§ What you need to do:
Reproduce exactly, with no other output, every line of the data below from the line containing "fur in the picture above?" to the end, inclusive.
== Exercise materials
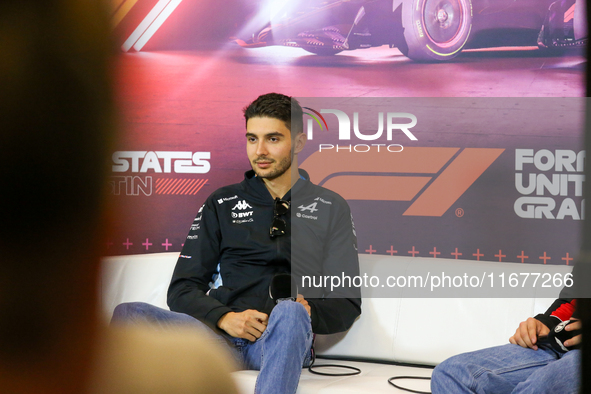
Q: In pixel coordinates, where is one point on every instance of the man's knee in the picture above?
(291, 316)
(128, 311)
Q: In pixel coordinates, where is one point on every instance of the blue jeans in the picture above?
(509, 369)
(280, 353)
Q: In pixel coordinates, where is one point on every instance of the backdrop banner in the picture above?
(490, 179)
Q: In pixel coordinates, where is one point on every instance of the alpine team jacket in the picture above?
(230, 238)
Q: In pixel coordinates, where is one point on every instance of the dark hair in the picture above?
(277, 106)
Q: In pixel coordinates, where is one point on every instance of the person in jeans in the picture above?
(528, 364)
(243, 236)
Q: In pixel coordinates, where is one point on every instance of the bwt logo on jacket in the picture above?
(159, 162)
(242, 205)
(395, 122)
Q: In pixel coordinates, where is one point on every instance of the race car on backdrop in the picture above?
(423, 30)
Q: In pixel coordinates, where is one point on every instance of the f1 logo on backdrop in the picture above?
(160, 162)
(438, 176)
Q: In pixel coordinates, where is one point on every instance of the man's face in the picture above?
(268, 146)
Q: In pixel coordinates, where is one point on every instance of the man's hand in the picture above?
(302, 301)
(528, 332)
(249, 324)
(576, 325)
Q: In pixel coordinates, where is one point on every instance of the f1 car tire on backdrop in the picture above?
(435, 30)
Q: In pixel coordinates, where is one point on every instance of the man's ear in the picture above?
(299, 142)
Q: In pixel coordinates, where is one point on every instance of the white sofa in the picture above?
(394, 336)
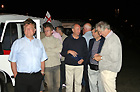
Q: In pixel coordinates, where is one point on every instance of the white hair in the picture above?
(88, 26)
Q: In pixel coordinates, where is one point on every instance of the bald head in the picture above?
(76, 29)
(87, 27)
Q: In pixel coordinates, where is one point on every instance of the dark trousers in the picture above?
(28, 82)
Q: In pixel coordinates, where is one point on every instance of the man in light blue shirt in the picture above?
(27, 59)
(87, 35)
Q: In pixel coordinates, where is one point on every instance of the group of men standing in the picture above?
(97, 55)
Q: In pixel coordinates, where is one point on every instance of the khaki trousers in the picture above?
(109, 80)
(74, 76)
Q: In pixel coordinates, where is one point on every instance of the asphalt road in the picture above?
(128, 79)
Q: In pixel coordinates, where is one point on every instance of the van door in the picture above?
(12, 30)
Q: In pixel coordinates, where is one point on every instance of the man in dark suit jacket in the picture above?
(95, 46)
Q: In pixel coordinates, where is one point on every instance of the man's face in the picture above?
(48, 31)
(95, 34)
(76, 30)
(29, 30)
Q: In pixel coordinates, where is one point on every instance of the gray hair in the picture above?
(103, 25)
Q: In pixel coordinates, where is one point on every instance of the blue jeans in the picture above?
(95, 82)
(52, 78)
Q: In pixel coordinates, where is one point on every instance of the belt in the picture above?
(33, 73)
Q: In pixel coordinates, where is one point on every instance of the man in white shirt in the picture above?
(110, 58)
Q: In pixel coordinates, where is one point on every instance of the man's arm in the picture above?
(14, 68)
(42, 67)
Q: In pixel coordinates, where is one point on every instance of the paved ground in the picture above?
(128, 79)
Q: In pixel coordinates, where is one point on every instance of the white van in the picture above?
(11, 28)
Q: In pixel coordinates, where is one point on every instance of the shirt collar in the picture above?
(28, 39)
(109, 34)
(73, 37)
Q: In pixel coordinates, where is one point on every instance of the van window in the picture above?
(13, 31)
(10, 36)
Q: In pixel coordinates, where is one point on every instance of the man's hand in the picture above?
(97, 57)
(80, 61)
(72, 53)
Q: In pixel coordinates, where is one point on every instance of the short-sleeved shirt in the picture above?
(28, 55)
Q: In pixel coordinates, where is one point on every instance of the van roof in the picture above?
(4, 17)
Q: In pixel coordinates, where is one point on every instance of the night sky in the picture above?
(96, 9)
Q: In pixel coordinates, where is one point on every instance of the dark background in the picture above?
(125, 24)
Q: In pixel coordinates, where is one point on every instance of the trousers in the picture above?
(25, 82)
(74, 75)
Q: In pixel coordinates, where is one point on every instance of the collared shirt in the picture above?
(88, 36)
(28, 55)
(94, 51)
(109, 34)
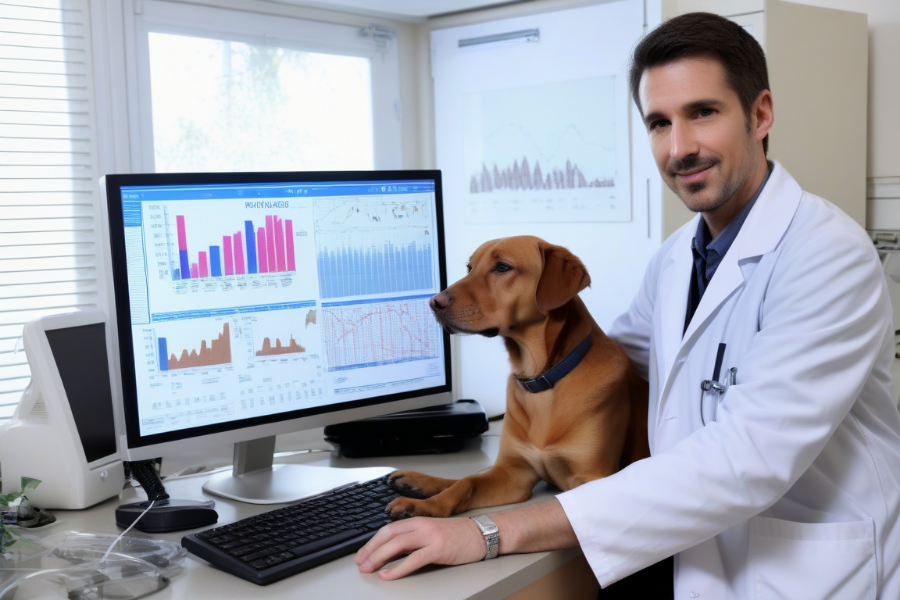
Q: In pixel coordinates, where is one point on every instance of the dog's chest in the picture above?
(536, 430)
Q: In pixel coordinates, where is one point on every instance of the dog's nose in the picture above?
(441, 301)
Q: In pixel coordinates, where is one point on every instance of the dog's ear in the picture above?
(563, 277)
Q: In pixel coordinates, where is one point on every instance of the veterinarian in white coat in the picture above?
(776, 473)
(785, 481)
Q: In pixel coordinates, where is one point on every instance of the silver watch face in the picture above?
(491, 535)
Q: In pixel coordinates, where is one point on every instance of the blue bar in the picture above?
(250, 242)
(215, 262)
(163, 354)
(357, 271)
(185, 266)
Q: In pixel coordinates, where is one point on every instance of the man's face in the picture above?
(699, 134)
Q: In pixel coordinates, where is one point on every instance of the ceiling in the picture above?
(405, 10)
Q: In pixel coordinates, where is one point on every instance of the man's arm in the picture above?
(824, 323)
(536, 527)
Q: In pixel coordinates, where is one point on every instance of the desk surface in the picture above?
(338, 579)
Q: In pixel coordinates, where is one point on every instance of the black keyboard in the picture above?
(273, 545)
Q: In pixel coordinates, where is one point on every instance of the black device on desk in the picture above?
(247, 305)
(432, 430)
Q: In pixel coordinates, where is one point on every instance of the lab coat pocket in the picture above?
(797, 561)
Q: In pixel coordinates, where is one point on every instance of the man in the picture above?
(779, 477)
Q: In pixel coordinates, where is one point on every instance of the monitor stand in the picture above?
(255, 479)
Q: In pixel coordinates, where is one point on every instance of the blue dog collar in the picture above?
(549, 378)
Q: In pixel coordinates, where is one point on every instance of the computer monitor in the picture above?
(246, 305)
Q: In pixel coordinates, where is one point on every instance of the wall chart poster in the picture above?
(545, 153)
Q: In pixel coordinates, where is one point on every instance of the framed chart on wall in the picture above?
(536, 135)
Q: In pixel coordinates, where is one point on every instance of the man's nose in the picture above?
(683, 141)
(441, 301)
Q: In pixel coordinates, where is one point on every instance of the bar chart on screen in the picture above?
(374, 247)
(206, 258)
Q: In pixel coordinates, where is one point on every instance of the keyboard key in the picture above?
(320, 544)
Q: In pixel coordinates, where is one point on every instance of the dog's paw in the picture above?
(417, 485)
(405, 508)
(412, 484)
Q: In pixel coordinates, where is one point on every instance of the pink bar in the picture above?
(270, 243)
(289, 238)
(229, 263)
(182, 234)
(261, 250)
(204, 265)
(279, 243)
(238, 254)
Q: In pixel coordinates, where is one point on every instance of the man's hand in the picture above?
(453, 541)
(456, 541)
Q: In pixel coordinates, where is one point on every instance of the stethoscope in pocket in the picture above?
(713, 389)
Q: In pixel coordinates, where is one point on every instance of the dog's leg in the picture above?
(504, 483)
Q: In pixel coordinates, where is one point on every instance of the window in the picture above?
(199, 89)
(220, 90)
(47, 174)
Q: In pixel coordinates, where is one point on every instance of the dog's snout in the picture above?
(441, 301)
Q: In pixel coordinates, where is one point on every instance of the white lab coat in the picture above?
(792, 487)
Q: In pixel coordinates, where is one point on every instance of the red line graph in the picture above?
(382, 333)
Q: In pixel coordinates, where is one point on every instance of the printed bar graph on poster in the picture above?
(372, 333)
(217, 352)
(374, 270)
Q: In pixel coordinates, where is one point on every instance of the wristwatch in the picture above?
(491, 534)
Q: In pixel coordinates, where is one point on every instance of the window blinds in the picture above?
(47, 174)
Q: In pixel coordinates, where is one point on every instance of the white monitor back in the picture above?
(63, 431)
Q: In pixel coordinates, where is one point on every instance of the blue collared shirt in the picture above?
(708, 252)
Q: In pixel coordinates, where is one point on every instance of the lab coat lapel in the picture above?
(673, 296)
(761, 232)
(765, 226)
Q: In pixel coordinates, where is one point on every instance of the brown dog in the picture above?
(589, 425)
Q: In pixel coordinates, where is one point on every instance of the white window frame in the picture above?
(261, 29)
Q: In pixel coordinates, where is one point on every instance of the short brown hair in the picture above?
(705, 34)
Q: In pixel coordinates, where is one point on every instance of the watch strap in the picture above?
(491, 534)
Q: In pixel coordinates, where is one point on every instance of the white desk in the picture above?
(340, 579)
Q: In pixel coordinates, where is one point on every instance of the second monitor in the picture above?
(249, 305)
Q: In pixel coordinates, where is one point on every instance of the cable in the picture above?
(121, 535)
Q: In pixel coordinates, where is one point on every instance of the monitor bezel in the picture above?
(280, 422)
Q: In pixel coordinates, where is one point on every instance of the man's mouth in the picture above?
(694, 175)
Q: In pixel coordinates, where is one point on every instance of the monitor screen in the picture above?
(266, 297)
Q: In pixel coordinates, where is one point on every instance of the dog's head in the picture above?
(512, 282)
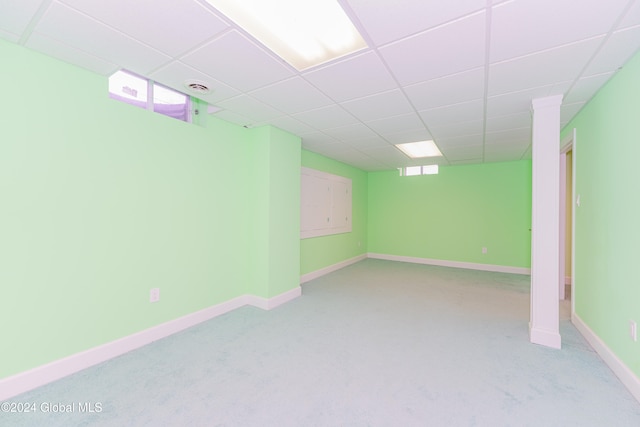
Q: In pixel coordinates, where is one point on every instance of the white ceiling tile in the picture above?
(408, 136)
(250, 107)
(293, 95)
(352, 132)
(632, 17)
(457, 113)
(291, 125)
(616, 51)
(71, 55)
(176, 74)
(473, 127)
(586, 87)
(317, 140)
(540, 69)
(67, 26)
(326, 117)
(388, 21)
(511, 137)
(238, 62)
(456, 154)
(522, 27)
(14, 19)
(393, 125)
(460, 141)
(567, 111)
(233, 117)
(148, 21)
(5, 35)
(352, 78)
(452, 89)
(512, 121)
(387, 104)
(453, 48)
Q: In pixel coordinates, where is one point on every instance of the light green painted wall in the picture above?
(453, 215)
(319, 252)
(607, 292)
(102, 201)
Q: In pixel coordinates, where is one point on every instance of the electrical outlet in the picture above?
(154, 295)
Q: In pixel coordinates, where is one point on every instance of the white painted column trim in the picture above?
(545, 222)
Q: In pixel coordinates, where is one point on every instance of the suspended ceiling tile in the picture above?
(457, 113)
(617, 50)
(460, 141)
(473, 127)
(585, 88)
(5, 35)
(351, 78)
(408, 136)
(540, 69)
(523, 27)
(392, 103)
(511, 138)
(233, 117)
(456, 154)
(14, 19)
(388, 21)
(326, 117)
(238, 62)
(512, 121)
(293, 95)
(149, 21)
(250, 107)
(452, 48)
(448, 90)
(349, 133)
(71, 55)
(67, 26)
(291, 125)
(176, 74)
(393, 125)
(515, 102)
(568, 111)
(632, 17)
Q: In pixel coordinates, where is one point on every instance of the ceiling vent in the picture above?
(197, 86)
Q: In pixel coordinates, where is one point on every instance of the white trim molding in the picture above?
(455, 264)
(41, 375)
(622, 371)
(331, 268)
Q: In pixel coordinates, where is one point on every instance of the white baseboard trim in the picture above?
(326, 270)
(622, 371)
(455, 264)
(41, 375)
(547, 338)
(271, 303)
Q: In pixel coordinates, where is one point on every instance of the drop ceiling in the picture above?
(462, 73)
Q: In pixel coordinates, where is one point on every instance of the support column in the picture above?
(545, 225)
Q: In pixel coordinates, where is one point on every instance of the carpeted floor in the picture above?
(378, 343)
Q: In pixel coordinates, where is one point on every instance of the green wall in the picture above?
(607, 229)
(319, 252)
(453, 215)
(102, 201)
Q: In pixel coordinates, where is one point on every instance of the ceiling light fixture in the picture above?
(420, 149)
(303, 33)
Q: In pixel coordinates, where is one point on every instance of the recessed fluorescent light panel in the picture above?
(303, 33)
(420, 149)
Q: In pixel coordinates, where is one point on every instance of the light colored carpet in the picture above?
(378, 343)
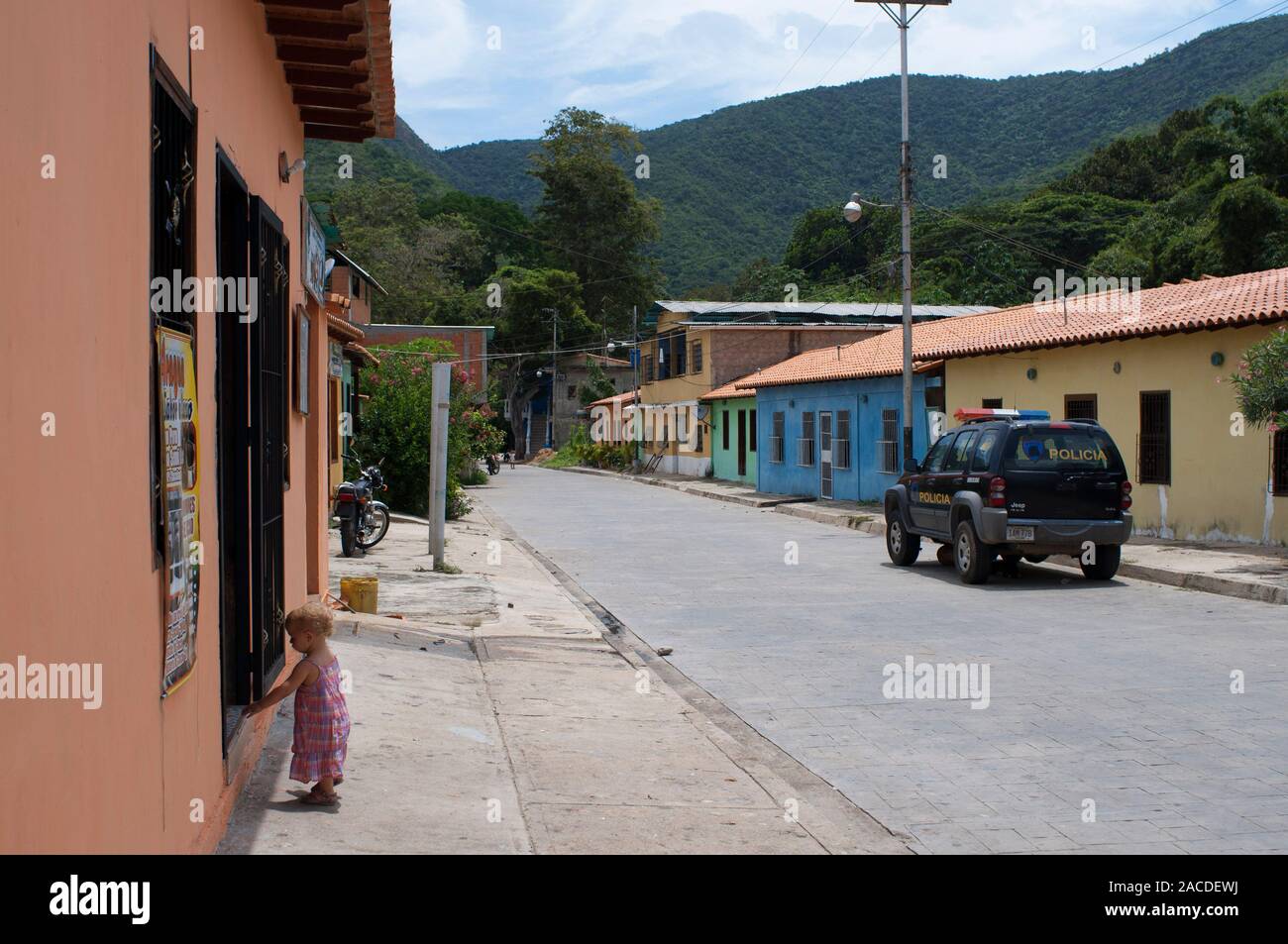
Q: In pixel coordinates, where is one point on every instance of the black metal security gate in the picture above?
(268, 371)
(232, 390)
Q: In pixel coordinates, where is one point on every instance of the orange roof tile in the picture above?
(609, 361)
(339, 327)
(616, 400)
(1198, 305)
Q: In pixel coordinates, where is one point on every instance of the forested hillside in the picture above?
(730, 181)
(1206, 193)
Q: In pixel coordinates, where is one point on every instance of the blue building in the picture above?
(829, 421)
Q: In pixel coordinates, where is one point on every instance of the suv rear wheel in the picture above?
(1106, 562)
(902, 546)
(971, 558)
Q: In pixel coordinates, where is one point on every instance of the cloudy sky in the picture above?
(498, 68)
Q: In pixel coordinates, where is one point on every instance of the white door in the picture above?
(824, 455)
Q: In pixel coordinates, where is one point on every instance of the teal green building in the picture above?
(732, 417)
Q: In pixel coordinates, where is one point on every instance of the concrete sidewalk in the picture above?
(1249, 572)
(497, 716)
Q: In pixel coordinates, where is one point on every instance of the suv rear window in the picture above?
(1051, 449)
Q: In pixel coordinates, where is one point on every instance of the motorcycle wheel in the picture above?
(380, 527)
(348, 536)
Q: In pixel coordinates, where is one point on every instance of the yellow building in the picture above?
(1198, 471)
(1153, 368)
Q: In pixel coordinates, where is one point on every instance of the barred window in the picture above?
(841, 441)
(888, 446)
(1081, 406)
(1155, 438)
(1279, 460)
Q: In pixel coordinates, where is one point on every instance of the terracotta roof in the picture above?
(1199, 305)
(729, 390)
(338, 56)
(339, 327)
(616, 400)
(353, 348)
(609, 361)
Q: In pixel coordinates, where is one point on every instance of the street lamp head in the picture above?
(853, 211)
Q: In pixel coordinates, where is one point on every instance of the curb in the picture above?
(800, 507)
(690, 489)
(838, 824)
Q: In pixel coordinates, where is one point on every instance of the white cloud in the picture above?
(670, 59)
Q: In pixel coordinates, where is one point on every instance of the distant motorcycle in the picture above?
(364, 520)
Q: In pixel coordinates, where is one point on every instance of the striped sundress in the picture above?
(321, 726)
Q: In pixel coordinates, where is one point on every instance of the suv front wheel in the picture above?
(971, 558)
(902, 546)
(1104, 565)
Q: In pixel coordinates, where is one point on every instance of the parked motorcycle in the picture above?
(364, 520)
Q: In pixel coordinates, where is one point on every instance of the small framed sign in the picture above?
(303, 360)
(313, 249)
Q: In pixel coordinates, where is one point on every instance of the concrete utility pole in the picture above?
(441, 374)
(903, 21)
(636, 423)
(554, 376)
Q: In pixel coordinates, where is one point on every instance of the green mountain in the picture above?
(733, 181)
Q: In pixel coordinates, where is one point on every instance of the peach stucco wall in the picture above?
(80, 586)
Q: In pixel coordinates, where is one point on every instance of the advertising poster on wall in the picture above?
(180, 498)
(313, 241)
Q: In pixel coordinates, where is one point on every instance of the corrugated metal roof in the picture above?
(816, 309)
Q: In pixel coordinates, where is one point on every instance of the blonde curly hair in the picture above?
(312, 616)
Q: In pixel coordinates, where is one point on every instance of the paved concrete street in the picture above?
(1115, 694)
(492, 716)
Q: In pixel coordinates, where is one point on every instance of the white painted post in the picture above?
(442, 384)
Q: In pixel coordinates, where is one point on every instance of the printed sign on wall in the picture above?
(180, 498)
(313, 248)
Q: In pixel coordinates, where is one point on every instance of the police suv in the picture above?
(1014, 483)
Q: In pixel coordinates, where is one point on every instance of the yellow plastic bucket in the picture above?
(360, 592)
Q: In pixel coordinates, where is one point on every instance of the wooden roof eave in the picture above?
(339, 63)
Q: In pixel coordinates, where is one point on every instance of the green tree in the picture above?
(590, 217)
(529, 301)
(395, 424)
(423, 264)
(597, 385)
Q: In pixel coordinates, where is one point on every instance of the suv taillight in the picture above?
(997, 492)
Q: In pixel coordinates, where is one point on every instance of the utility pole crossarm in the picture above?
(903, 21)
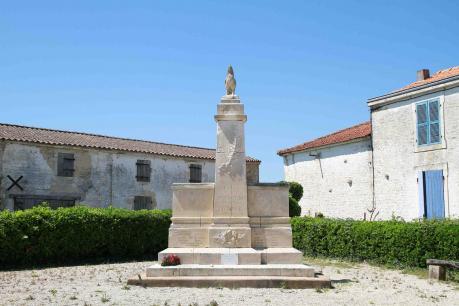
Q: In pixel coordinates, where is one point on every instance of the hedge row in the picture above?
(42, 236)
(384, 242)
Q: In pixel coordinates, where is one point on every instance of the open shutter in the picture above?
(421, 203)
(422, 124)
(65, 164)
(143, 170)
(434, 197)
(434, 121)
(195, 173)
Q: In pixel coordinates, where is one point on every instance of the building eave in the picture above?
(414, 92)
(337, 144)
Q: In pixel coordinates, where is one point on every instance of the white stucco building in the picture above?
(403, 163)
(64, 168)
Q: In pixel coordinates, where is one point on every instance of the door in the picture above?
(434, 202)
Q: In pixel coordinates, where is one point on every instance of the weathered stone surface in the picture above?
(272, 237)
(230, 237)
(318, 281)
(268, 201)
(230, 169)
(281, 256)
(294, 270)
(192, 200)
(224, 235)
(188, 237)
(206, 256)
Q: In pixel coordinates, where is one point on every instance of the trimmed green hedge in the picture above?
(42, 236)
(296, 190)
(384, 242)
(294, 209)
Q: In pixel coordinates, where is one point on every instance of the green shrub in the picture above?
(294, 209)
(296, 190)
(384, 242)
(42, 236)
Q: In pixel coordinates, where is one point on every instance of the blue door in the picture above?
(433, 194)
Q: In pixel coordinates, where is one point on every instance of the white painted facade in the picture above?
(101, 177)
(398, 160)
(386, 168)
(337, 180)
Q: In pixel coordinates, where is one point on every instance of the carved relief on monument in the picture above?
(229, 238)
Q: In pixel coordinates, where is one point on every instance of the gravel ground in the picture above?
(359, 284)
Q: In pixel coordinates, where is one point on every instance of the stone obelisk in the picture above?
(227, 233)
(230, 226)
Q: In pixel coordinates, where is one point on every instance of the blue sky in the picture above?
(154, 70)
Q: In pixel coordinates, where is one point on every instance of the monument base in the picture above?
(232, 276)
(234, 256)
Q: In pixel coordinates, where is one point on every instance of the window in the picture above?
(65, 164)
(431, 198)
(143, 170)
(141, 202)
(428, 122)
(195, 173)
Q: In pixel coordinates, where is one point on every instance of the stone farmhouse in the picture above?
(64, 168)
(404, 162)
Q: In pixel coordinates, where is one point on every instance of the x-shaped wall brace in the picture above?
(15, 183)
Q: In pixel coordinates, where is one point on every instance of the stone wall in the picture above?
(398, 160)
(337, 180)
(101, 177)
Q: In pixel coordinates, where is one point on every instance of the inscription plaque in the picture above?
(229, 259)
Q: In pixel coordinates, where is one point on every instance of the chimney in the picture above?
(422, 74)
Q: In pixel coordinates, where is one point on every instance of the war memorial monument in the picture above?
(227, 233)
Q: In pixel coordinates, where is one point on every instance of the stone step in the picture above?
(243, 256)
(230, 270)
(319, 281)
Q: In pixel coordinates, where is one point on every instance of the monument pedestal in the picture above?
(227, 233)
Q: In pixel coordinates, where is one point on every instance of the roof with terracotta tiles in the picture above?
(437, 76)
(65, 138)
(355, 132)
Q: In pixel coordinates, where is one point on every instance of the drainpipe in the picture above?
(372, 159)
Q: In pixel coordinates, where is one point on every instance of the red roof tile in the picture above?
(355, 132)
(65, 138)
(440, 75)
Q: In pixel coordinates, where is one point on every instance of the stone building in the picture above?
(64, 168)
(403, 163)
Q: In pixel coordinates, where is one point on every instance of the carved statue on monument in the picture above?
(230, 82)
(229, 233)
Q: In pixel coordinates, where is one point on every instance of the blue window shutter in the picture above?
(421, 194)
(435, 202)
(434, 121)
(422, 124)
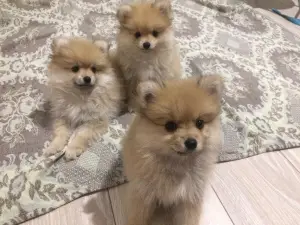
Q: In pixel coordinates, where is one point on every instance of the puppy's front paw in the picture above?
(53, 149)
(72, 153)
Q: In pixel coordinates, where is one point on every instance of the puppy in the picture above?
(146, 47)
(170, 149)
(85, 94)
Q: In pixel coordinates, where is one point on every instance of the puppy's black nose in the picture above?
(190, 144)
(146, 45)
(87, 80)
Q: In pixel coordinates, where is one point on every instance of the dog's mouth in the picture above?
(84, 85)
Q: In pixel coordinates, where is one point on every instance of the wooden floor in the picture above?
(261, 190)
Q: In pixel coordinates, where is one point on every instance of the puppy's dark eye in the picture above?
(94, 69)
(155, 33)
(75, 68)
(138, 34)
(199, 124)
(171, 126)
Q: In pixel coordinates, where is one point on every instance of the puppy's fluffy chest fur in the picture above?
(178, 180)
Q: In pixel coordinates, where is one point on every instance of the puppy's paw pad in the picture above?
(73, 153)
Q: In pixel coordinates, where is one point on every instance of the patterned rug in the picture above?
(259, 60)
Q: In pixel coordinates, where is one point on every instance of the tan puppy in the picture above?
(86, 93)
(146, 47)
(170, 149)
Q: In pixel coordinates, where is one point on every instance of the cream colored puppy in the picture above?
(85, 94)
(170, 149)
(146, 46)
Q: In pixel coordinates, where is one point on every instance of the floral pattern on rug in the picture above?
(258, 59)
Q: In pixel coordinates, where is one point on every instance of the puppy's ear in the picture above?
====
§ The answer:
Q: In pixel coordinates, where is one point on every instance of the puppy's fluffy chest fur in the picture above?
(178, 180)
Q: In pixel coordinates, where is one point on every instance of the puppy's paw pad in the picture above?
(73, 153)
Q: In pixel coordinates, where is one point on every instance of the patterned rug in the picture above?
(259, 60)
Q: In pixel coordinates, where is one point on every instance of the tan puppy in the picture above?
(86, 93)
(146, 47)
(170, 149)
Q: In pixel coordinates, where is one point on every instance of the cream colored puppy in the picture above?
(85, 94)
(170, 149)
(146, 46)
Q: In pixel coordinates, where is one point on every instance of the floral pattern on rug in the picture above?
(258, 59)
Q: In pixel coordinates, where is one point on every instance of the puppy's ear in the picture above?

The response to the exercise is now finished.